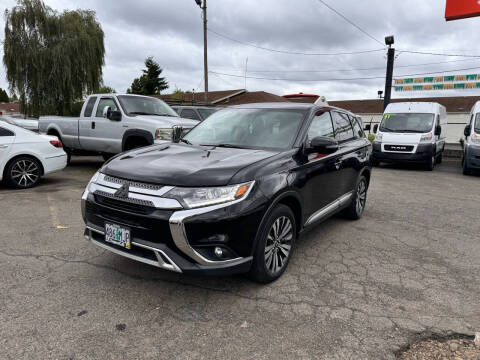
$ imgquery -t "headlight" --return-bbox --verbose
[470,134,480,145]
[420,133,433,142]
[155,128,173,140]
[164,181,254,209]
[82,171,100,200]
===
■ **Exercise goal**
Gather each line of the records that contains the string "imgquery" with its capitalization matched exactly.

■ **Worked solution**
$ imgquery -t "headlight" --return-bbox --verbose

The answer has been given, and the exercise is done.